### Written exercise 1
Shorten the paragraph beginning "Even at the age of 82" in the Cronenberg article below, keeping its main facts.

### Source excerpt
In his interview with Variety, Cronenberg asks himself whether a Consumed adaptation could be financed in the current climate, admitting, “It wouldn’t be cheap, it takes place in four countries, so of course we can’t tell right now. But that’s where it might go.”
Even at the age of 82, the director of Shivers, The Fly and more besides still has the ability to unnerve financiers. At one stage, his deeply personal drama The Shrouds was destined for Netflix; he got as far as shooting a pilot – or what the company preferred to call a ‘prototype’ – for the proposed series before executives politely nixed the idea.
“It wasn’t what we fell in love with in the room,” was how one Netflix exec put it, according to Cronenberg. “I thought that was a very Hollywood thing to say,” the filmmaker told TheWrap. “I was hoping that Netflix would not be like old Hollywood, but would be a little more edgy or a little more understanding.”
Rather than wither from existence entirely, The Shrouds was instead reborn as a feature film, with Vincent Cassel playing a grieving tech entrepreneur who invents a modern kind of grave where clients can watch their loved one slowly decompose inside their casket. If that rather unique concept can still get made in such a conservative climate, maybe Cronenberg will be similarly fortunate with Consumed.
The Shrouds doesn’t appear to have a UK release date yet, though it’s out on the 30th April in France if you have access to a plane. We’ll update you with a date on these isles should we get one.

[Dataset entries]

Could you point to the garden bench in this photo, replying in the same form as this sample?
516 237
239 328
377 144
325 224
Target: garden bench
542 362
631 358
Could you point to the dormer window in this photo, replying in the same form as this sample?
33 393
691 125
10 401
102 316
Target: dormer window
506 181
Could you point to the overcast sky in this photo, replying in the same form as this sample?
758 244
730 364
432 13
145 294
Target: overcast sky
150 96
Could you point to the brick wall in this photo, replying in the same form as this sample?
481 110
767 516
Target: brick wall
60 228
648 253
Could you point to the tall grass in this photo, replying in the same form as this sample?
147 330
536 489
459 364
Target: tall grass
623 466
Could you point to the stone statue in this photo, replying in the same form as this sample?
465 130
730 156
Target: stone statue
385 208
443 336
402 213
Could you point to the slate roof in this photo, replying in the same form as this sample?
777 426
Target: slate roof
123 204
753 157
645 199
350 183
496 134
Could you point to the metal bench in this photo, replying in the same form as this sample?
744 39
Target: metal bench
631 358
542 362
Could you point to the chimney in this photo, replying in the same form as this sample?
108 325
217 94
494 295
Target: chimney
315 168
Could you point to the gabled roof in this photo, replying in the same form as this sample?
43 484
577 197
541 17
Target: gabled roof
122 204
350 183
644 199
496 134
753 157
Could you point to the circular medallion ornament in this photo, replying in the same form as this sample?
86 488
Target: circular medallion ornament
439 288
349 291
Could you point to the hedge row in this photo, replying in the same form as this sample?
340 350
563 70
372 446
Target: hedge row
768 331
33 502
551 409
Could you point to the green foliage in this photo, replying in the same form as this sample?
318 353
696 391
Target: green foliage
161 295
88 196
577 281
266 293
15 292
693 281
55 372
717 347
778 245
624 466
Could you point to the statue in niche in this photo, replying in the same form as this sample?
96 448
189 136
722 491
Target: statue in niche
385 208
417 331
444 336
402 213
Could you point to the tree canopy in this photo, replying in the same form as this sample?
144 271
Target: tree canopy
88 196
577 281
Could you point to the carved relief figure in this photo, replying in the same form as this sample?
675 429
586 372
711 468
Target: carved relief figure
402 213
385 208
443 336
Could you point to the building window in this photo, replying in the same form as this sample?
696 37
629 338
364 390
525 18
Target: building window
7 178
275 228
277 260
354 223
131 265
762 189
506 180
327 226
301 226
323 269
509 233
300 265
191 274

### Written exercise 2
Quote the entries above word for word, from the line containing "Could you point to the carved" through the end of the entries.

### Result 1
At 82, the director of Shivers and The Fly can still unsettle financiers. His very personal drama The Shrouds was once headed for Netflix. He shot a pilot, which the company called a "prototype," for the planned series before executives politely turned it down.

### Result 2
Could you point to the carved relief figure in this photo, replying in the same form as this sample?
675 429
586 372
711 468
Target: carved relief figure
402 213
385 208
443 336
Could you point to the building window in this photo, replying in the same form as this sample?
696 37
629 338
364 390
525 18
Target: building window
7 178
275 228
277 260
354 223
131 265
762 189
506 180
327 226
301 226
323 269
509 233
300 265
191 274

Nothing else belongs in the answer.